- _Problem statement_
Render this sentence from the passage about bike rides through Baltimore in Spanish: "All the money in the world won’t keep trash from traveling downstream."

- _Selected passage_
This week was one of regular bike rides, to and from work, just like the pre-cancer days–down the hill, take a right, lock up, and reverse it at the end of the day. It’s a good kind of weird to just act normal, and it’s also exhausting; I ended every day with a bone-crushing fatigue that frankly I’ll take over cancer treatment any day. I’m better, but I’m not just fine, and that’s ok.
Thursday’s ride took me down the hill and over to the hospital again, though, this time for a pelvic ultrasound. I’m on a drug for the next ten years that slightly increases my risk of uterine cancer, so my doc suggested I get a baseline ultrasound so we can track it. Because I am the most compliant patient in the history of time, I did this two weeks after he asked me to do it. Anyway. The ride was quick and easy, mostly in bike lanes with rush hour traffic slowed by itself. I locked up, went in for my appointment (not pleasurable, by any means, but not that bad), and then had the next few hours to myself with my bicycle. I headed down Broadway, past the new cancer center, the restaurants just starting to open up, the people hanging out on stoops, gathering at the convenience stores, or meeting outside social service facilities, and down to Fells Point. I said my how-you-doins and good-mornings, and then I crossed Aliceanna Street and was in a totally different part of Baltimore.
This neighborhood has some cash. You can tell by the plaza that has been remodeled in the last few years (with little imagination, if you ask me, but I’m porting over frustration at the sad remodel of McKeldin Square), the historic buildings, the waterfront with its clean pier, and the fancy new Pendry Hotel. It’s in the old building that used to be marked by a plaque recounting its storied history as a set for the television show Homicide, but now it’s got burnished bronze plaques announcing it as a Sagamore Hotel. There are doormen outside, seating areas, and every room has a balcony. And yet there’s trash in the water washing up next to it. All the money in the world won’t keep trash from traveling downstream.
I locked up my bike and headed to the fancy bakery/coffee shop just across the inlet of water from the hotel. I ordered a blueberry muffin and a coffee after watching the guy in front of my stock up on drinks, pay with one of those credit cards that’s too fancy to have your name or number on the front, and then hit the “No Tip” button on the screen. My god what is wrong with you how are you not bursting into flames LEAVE A TIP. I left a tip, took my food outside, shared my muffin with some birds, and watched the crowd, all of us somehow fortunate enough to be leisurely sitting outside after 9am on a Thursday in June. What a life!

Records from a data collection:

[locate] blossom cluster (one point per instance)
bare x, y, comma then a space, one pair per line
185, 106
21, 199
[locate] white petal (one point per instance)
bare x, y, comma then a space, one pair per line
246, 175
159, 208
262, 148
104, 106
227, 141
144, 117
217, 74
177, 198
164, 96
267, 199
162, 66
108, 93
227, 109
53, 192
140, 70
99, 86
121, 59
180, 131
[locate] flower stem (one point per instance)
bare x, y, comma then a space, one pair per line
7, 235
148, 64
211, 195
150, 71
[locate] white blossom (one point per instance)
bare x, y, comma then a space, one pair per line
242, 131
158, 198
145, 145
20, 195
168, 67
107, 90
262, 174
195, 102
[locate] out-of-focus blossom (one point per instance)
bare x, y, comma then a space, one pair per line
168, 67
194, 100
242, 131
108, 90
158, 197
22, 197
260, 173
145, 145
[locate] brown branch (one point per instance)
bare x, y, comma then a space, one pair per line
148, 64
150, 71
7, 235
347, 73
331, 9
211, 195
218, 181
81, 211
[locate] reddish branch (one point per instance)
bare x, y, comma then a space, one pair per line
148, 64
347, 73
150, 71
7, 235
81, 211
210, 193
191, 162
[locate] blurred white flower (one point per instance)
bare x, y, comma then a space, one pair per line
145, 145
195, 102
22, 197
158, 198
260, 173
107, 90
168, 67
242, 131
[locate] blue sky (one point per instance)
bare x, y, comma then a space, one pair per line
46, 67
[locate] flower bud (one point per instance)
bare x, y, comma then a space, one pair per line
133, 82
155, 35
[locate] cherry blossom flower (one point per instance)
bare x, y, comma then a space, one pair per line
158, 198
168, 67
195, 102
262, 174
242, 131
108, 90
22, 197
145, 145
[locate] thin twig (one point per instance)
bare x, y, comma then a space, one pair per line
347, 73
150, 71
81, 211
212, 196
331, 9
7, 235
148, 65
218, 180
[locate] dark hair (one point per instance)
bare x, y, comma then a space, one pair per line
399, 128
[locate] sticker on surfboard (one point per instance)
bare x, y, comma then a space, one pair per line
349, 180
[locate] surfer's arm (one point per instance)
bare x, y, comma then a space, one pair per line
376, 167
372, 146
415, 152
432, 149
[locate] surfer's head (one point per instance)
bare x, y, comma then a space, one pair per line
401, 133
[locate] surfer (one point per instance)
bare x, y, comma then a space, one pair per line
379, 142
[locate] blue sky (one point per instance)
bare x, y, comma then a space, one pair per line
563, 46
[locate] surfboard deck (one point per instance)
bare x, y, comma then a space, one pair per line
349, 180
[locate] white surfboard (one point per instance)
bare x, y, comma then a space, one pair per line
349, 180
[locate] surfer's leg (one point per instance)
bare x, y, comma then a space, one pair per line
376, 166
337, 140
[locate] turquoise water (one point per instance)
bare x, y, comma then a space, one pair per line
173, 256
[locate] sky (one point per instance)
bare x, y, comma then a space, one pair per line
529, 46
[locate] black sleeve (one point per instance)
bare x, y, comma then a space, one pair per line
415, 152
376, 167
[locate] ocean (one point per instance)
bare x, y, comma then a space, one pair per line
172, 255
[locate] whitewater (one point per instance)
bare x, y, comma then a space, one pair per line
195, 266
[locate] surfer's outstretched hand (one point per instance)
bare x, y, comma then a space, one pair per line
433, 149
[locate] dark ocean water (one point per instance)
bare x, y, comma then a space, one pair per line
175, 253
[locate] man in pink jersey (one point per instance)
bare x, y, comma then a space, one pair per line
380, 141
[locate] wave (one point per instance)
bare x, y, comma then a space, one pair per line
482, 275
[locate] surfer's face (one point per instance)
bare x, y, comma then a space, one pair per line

- _Finished exercise_
Ni todo el dinero del mundo impedirá que la basura viaje corriente abajo.